---------- Information provided

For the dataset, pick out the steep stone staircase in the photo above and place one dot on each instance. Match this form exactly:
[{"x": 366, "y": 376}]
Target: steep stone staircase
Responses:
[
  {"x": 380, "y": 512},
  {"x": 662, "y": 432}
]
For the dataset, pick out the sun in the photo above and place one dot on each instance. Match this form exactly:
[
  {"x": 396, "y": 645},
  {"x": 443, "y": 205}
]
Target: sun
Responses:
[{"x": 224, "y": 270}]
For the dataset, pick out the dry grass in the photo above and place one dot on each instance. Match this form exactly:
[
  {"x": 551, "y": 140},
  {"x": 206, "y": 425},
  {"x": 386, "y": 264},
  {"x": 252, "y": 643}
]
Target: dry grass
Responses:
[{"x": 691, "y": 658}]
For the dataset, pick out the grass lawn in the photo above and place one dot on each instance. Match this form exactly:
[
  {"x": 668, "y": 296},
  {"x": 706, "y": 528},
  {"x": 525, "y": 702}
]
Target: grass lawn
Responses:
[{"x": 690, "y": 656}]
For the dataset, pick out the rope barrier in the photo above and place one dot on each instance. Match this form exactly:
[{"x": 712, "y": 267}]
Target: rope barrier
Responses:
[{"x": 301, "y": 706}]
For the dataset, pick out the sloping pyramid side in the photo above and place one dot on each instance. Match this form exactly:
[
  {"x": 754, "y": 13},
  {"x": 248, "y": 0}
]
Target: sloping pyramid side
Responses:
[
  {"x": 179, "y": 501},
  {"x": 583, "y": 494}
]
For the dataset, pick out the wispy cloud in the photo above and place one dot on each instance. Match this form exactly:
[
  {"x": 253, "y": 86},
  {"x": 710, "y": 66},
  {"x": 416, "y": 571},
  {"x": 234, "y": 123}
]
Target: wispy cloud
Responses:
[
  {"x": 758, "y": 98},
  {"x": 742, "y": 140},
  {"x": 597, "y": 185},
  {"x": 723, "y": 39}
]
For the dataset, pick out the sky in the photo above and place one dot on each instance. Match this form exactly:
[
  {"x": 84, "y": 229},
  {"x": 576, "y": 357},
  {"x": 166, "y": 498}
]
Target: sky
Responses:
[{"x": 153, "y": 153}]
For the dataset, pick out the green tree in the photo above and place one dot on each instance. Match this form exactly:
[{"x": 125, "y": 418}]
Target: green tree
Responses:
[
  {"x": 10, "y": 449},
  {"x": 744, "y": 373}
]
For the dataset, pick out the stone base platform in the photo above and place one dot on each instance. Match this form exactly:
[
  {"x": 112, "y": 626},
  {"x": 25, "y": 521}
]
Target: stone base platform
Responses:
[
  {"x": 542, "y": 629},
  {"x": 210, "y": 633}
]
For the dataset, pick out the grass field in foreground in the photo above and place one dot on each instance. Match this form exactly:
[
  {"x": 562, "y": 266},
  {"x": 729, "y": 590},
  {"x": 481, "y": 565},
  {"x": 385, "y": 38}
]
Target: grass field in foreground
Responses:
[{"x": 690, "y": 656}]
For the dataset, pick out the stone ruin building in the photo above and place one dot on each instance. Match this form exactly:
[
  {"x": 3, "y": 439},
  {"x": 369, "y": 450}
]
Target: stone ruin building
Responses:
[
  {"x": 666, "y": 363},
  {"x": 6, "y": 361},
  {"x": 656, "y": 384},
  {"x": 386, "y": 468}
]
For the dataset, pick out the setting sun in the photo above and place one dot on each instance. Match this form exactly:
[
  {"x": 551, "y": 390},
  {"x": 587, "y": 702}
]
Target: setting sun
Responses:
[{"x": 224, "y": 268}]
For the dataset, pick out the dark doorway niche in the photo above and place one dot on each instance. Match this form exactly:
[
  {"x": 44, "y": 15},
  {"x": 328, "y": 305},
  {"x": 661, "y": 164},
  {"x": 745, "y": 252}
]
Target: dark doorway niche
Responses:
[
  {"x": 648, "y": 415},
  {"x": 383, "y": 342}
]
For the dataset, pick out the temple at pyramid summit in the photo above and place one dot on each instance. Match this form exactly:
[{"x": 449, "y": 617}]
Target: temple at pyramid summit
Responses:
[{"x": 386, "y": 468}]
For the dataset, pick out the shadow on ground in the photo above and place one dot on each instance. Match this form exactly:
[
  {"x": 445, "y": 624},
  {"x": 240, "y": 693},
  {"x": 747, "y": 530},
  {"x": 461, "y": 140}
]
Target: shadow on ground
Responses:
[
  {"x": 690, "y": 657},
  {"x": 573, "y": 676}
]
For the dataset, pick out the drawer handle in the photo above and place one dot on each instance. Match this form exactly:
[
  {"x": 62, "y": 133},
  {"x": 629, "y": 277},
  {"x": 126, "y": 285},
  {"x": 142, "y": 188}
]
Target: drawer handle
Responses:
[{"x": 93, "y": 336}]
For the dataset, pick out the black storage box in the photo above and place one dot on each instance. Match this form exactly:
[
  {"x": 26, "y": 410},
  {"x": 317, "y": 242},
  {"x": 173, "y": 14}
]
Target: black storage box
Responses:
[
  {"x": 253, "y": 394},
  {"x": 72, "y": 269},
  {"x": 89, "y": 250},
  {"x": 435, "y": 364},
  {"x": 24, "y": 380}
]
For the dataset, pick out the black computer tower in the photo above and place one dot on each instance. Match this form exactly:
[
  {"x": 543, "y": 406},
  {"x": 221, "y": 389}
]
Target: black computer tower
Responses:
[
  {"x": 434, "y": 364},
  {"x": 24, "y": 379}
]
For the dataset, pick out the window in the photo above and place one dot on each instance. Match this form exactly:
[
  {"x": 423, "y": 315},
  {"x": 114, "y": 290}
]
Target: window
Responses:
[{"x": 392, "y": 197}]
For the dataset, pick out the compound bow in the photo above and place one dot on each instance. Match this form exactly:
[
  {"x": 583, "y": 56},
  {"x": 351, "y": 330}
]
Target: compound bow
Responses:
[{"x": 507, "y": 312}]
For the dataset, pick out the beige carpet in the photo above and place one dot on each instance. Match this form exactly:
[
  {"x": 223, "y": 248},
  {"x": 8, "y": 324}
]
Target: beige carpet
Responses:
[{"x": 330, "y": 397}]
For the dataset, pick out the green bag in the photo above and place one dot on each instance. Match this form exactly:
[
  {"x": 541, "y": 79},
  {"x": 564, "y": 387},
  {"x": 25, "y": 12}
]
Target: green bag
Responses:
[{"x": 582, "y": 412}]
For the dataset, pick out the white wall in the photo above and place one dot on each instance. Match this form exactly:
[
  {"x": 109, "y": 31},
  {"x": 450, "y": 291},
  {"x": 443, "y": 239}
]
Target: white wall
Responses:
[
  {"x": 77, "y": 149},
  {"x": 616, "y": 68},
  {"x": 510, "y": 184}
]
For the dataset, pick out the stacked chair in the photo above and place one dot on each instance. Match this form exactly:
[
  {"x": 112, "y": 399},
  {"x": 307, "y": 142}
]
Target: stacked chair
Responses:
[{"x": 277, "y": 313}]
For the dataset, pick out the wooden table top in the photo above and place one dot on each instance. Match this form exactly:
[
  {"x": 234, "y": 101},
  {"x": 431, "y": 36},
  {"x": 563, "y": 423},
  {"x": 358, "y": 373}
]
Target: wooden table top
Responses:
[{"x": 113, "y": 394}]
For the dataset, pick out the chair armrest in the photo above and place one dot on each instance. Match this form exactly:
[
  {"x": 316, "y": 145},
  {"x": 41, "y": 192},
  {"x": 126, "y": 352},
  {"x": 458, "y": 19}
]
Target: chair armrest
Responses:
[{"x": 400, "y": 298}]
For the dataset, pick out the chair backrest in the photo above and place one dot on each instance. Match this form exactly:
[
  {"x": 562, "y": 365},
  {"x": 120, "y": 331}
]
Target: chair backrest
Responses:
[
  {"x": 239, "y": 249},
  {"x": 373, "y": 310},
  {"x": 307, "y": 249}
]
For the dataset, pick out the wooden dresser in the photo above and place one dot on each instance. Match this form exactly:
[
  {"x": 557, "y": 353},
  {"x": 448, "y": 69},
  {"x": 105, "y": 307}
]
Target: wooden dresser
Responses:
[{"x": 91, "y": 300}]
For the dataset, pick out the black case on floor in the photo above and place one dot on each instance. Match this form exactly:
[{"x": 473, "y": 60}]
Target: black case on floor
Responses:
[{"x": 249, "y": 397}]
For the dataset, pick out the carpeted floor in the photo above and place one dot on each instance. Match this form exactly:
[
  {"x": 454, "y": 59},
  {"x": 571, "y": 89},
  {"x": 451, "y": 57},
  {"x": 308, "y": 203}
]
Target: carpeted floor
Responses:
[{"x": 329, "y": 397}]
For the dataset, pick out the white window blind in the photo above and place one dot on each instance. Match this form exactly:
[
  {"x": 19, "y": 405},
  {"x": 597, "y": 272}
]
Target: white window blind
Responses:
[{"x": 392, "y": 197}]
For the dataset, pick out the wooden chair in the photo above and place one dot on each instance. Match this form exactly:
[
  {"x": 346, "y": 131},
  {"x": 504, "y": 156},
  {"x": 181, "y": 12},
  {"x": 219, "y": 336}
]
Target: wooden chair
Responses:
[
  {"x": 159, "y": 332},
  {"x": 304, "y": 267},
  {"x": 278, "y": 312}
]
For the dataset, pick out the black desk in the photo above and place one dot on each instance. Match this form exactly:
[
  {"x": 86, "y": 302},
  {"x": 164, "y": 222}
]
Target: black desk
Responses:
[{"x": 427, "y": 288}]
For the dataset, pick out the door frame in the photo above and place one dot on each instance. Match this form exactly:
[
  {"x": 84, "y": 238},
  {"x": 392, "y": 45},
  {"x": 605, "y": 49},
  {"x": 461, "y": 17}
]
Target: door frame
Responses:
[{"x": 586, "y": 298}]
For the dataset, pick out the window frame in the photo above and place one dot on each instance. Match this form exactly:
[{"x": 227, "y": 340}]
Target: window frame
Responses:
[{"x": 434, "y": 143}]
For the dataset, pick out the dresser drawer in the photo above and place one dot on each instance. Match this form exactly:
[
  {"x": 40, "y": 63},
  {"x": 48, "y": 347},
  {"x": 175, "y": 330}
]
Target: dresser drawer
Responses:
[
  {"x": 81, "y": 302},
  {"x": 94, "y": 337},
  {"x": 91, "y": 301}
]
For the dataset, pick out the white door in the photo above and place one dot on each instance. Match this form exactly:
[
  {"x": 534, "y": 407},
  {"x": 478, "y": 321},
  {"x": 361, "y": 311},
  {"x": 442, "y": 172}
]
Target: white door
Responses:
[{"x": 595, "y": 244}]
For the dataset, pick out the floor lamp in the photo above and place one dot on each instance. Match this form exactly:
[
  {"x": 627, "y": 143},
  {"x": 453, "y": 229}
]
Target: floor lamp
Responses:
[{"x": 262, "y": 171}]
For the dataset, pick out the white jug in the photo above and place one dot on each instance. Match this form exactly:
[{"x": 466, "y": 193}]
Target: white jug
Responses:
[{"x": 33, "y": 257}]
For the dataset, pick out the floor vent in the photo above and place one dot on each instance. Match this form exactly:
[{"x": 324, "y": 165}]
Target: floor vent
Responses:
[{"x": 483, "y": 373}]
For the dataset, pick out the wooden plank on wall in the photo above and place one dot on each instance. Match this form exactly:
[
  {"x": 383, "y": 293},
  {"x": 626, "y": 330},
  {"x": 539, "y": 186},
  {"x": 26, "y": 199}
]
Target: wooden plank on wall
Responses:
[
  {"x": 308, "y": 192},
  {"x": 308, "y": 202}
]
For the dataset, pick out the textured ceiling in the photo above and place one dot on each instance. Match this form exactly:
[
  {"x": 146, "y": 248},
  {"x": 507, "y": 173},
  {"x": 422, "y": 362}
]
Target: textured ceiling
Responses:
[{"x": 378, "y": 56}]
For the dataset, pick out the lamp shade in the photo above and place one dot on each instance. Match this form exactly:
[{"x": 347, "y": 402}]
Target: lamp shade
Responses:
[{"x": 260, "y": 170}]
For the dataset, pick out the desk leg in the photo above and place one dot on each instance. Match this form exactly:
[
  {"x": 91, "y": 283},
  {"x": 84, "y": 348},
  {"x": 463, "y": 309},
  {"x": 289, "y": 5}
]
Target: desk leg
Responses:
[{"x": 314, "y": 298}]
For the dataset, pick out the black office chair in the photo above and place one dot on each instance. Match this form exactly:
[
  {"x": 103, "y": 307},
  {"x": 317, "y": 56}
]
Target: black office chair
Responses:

--------------------

Try it –
Taking the material above, extract exactly and only the lines from the line with "For the dataset, pick out the green tree" to the line with "For the dataset, pick out the temple", inclusive of both.

Answer to this problem –
For the dataset, pick out the green tree in the photo above and place one dot on each instance. Match this form exactly:
[{"x": 125, "y": 418}]
Target: green tree
Responses:
[
  {"x": 10, "y": 449},
  {"x": 744, "y": 373}
]
For the dataset, pick out the stone base platform in the photo above and place one dot on each instance. Match this form exactly:
[
  {"x": 112, "y": 626},
  {"x": 25, "y": 521}
]
Target: stone base platform
Responses:
[
  {"x": 542, "y": 629},
  {"x": 210, "y": 633}
]
For the dataset, pick out the grass field in foreground in the photo above and place one dot on each instance. Match this form exactly:
[
  {"x": 562, "y": 266},
  {"x": 729, "y": 590},
  {"x": 481, "y": 565},
  {"x": 385, "y": 38}
]
Target: grass field in foreground
Responses:
[{"x": 690, "y": 656}]
For the dataset, pick out the stone ruin building in the photo above and place one dot on each instance. Match this form exactly:
[
  {"x": 3, "y": 439},
  {"x": 369, "y": 450}
]
Target: stone ruin building
Responses:
[
  {"x": 666, "y": 363},
  {"x": 6, "y": 361},
  {"x": 656, "y": 384},
  {"x": 386, "y": 468}
]
For the dataset, pick out the setting sun in the photo above and place one dot on each instance. Match this form exactly:
[
  {"x": 551, "y": 390},
  {"x": 587, "y": 702}
]
Target: setting sun
Responses:
[{"x": 224, "y": 268}]
For the dataset, pick out the dark doorway niche in the photo above and place one dot on each instance. Match this form exactly:
[
  {"x": 44, "y": 15},
  {"x": 328, "y": 305},
  {"x": 661, "y": 164},
  {"x": 745, "y": 252}
]
Target: dark doorway niche
Responses:
[
  {"x": 648, "y": 415},
  {"x": 383, "y": 342}
]
For the dataset, pick out the temple at pyramid summit in the photo above and place one dot on each instance. Match this form exactly:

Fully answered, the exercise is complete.